ACTIVITY A:
In the excerpt on 1,7-octadiene metabolism, how many possible liver metabolites were predicted with the OECD Toolbox 3.0?
ACTIVITY B:
Extend the excerpt on 1,7-octadiene metabolism by writing what follows its last sentence.

EXCERPT Block Start

Prediction of compound metabolism based on physico-chemical data is very difficult. Structure information gives some but no certain clue on reactions occurring in vivo. An important role plays the liver where many metabolites may arise. 10 possible liver metabolites were predicted with the OECD Toolbox 3.0, three thereof with a certain hazard potential as they contain an epoxide structure element. However, no elevated toxicity was observed after oral treatment, nor were there evidence for differences in toxic potencies due to metabolic changes in in vitro genotoxicity tests. No difference could be seen with respect to the addition of metabolic activation in an Ames test (91-0240-DGM), a chromosome aberration test (2009-0124-DGM), or a HPRT assay (90-0204-DGM) with 1,7-octadiene (i.e. no increased mutagenicity or cytotoxicity in treatments with metabolic activation). There is, thus, no indication for reactive metabolites of 1,7-octadiene.

EXCERPT Block End
ENTRIES SHOWN Block Start

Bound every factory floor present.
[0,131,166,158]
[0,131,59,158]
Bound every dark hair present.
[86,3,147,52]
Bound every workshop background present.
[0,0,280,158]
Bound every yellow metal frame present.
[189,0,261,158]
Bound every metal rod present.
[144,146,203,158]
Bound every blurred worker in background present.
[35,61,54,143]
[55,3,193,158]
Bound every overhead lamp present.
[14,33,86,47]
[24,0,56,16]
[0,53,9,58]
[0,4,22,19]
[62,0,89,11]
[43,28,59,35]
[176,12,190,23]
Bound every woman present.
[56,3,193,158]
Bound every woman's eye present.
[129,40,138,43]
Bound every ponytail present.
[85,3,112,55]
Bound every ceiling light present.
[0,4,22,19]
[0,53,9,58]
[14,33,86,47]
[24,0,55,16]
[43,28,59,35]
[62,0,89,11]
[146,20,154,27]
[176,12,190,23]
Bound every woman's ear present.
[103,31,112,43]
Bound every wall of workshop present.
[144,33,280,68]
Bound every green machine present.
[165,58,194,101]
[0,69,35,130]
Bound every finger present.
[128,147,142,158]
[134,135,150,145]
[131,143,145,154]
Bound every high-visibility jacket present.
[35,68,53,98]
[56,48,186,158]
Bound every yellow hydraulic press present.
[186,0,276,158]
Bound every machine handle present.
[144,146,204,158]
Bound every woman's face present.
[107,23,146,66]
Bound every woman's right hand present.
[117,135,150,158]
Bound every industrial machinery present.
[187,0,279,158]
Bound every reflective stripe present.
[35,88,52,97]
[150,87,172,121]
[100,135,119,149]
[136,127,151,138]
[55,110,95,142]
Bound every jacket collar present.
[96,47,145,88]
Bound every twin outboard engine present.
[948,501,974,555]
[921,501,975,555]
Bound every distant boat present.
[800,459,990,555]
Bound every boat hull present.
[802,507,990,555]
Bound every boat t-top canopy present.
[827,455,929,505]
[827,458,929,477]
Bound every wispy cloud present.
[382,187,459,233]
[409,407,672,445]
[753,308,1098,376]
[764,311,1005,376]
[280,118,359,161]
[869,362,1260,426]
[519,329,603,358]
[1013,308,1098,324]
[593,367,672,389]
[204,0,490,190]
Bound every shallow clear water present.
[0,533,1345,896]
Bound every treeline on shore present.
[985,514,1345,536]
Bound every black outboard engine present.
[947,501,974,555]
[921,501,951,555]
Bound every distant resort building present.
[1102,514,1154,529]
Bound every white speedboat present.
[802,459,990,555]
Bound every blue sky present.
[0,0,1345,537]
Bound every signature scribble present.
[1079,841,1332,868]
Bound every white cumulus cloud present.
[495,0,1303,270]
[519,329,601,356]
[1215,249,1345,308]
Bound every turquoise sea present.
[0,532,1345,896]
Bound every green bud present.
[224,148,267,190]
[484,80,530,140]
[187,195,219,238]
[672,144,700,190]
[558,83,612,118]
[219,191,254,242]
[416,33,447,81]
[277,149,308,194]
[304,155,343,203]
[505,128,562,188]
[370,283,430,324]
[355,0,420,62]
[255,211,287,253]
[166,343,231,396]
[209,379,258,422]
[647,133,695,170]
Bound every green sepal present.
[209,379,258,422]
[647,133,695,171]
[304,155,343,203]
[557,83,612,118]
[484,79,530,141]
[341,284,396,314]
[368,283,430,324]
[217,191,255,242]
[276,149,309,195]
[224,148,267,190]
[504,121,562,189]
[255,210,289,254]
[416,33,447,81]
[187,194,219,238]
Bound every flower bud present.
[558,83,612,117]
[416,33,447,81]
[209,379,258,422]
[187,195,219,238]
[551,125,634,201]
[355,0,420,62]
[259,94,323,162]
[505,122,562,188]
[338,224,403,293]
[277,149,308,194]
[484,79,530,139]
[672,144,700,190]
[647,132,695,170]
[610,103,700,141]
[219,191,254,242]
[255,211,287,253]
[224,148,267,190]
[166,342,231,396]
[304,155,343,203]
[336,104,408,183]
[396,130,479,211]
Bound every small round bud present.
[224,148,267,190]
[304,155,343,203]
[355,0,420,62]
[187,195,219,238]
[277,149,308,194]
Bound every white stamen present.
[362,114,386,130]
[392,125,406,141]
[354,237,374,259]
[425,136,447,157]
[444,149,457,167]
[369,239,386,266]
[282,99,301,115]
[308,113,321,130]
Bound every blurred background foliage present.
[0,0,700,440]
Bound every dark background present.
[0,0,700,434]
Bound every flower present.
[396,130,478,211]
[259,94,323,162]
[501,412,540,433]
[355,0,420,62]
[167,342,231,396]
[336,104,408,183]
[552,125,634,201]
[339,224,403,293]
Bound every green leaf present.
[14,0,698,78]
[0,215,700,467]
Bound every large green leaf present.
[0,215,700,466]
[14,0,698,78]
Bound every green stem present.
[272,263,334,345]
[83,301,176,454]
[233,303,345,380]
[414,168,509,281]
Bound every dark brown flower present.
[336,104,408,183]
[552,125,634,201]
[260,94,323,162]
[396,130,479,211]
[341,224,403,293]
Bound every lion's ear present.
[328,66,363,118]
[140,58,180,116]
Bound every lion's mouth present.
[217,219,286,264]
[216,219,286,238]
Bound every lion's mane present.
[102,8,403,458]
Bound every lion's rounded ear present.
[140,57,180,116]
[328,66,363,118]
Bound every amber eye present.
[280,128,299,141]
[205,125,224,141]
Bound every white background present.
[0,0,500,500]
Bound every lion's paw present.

ENTRIES SHOWN Block End

WRITTEN RESPONSE A:
Ten

WRITTEN RESPONSE B:
Only limited conclusions on excretion of a compound can be drawn based on physico-chemical data. Due to metabolic changes, the finally excreted compound may have few or none of the physico-chemical properties of the parent compound. In addition, conjugation of the substance may lead to very different molecular weights of the final product. 1,7-octadiene and its potential metabolites (OECD Toolbox 3.0) have a molecular weight lower than 500 g/mol, thus, excretion via faeces/urine is likely.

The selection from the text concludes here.